§ **Document section**:
— Start —
Reagan’s candidacy was built on more than his celebrity. Trump not only lacks experience as an elected official, he isn’t part of any organised political movement.

“No one remembers who came in second.” That wisdom, frequently dispensed by the US presidential candidate Donald Trump, came back to haunt him this week. Trump’s loss in the Iowa Republican caucuses to the Texas senator Ted Cruz, barely beating Senator Marco Rubio of Florida for second place, was the first crack in a campaign that has defied all expectations.

It has been a campaign built on Trump’s celebrity. Over the past eight months, his broad name recognition, larger-than-life personality and media savvy have produced a theatrical candidacy that has transfixed even those he repels. The question now is whether that celebrity will be enough – whether a man so obsessed with being “Number One” can bounce back from defeat.

Iowa isn’t everything, after all. It didn’t back the eventual Republican nominee in 2008 or 2012. Nor, for that matter, in 1980, when another “celebrity” candidate was in the mix. That was the year Iowa picked George H W Bush over Ronald Reagan – the former actor whom seasoned journalists dismissed as much for his right-wing views as for his “B-movie” repertoire. But Reagan regrouped, romped to victory in the New Hampshire primary and rode a wave of popular support all the way to the White House.

Trump might hope to replicate that success and has made a point of pushing the Reagan analogy more generally. Yet it is a comparison that exposes Trump’s weaknesses and his strengths.
— End —
§ **Work to complete**:
[A] Rewrite the article on Trump and Reagan from "Reagan’s candidacy was" up to and including "defied all expectations.", changing "caucuses" to "contests".
[B] Lay out the records from the line with "like [(1, 45)]." up to and including the line with "[(141, 117)]" as a Markdown table with the columns Row and Line, skipping blank lines and leaving out the pictures.
The article on Trump and Reagan has nothing to do with the records that come after it.

§ **Dataset records on where objects appear**:
— Start —
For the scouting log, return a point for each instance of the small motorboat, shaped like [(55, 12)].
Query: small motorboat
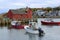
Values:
[(50, 22), (33, 29), (16, 25)]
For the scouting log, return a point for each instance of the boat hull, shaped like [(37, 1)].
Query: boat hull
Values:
[(50, 23), (16, 27)]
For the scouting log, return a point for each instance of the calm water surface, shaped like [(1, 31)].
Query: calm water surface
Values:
[(51, 32)]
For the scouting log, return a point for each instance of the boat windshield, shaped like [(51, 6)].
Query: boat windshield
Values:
[(49, 20)]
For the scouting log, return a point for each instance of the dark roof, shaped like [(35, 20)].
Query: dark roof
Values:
[(19, 11)]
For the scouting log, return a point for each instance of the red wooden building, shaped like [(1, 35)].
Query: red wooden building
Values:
[(20, 14)]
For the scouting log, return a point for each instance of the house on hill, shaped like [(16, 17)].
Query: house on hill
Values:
[(20, 14)]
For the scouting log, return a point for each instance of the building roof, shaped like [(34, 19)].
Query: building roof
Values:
[(19, 11)]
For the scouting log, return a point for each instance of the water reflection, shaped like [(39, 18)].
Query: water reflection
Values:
[(51, 33)]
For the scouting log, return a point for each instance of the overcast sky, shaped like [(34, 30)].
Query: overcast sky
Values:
[(5, 5)]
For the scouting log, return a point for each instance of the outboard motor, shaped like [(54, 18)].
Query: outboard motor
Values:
[(41, 32)]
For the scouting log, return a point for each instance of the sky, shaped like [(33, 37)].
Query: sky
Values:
[(5, 5)]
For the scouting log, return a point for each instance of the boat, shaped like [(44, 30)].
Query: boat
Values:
[(32, 29), (50, 22), (16, 25)]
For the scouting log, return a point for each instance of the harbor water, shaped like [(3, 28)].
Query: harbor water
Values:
[(52, 32)]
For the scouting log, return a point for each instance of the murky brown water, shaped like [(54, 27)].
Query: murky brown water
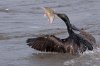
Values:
[(21, 19)]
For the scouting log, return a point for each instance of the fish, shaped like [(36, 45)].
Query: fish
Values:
[(50, 13)]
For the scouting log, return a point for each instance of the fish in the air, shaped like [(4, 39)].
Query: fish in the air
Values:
[(49, 13)]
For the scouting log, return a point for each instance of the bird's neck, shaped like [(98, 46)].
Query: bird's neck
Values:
[(69, 28)]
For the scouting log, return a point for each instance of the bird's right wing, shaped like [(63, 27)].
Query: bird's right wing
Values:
[(47, 44)]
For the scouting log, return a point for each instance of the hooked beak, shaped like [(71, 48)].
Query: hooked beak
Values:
[(49, 13)]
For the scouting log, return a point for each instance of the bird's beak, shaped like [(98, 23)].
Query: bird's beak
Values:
[(49, 13)]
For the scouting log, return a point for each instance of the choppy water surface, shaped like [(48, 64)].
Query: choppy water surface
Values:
[(21, 19)]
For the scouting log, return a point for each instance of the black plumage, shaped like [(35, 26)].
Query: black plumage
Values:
[(49, 43)]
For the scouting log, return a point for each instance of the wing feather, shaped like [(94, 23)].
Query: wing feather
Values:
[(46, 43)]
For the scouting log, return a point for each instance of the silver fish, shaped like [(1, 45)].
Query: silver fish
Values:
[(49, 13)]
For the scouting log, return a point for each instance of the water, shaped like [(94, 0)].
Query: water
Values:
[(21, 19)]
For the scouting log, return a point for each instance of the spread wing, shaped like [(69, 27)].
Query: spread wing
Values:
[(48, 43)]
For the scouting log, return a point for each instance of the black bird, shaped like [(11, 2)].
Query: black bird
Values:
[(49, 43)]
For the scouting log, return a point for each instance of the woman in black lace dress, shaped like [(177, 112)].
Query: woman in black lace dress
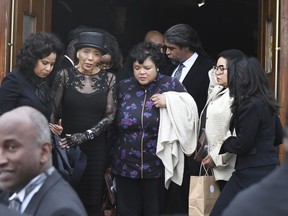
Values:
[(86, 95)]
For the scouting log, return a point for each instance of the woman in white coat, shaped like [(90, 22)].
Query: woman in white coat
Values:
[(215, 118)]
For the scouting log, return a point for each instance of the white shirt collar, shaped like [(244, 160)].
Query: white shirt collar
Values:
[(187, 66)]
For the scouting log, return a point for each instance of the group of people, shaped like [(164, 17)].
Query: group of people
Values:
[(141, 117)]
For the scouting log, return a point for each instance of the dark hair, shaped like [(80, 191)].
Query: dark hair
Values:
[(144, 50), (113, 49), (183, 35), (246, 78), (230, 55), (37, 46)]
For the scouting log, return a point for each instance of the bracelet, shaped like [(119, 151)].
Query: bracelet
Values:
[(89, 134)]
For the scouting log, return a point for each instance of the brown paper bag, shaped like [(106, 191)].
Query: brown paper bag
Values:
[(203, 194)]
— End —
§ **Answers in order**:
[A]
Reagan’s candidacy was built on more than his celebrity. Trump not only lacks experience as an elected official, he isn’t part of any organised political movement.

“No one remembers who came in second.” That wisdom, frequently dispensed by the US presidential candidate Donald Trump, came back to haunt him this week. Trump’s loss in the Iowa Republican contests to the Texas senator Ted Cruz, barely beating Senator Marco Rubio of Florida for second place, was the first crack in a campaign that has defied all expectations.

[B]
| Row | Line |
|---|---|
| 1 | For the scouting log, return a point for each instance of the silver fish, shaped like [(1, 45)]. |
| 2 | Query: silver fish |
| 3 | Values: |
| 4 | [(49, 13)] |
| 5 | For the scouting log, return a point for each instance of the water, shaped like [(94, 0)]. |
| 6 | Query: water |
| 7 | Values: |
| 8 | [(21, 19)] |
| 9 | For the scouting log, return a point for each instance of the spread wing, shaped like [(69, 27)]. |
| 10 | Query: spread wing |
| 11 | Values: |
| 12 | [(48, 43)] |
| 13 | For the scouting log, return a point for each instance of the black bird, shaped like [(11, 2)]. |
| 14 | Query: black bird |
| 15 | Values: |
| 16 | [(49, 43)] |
| 17 | For the scouting log, return a point for each instance of the woman in black lace dress, shaped like [(177, 112)]. |
| 18 | Query: woman in black lace dress |
| 19 | Values: |
| 20 | [(86, 95)] |
| 21 | For the scouting log, return a point for each instance of the woman in white coat, shaped like [(90, 22)]. |
| 22 | Query: woman in white coat |
| 23 | Values: |
| 24 | [(215, 118)] |
| 25 | For the scouting log, return a point for each instance of the white shirt collar, shaped like [(244, 160)]. |
| 26 | Query: white shirt collar |
| 27 | Values: |
| 28 | [(187, 66)] |
| 29 | For the scouting log, return a point for each instance of the group of people, shaped like [(164, 17)]. |
| 30 | Query: group of people |
| 31 | Values: |
| 32 | [(141, 117)] |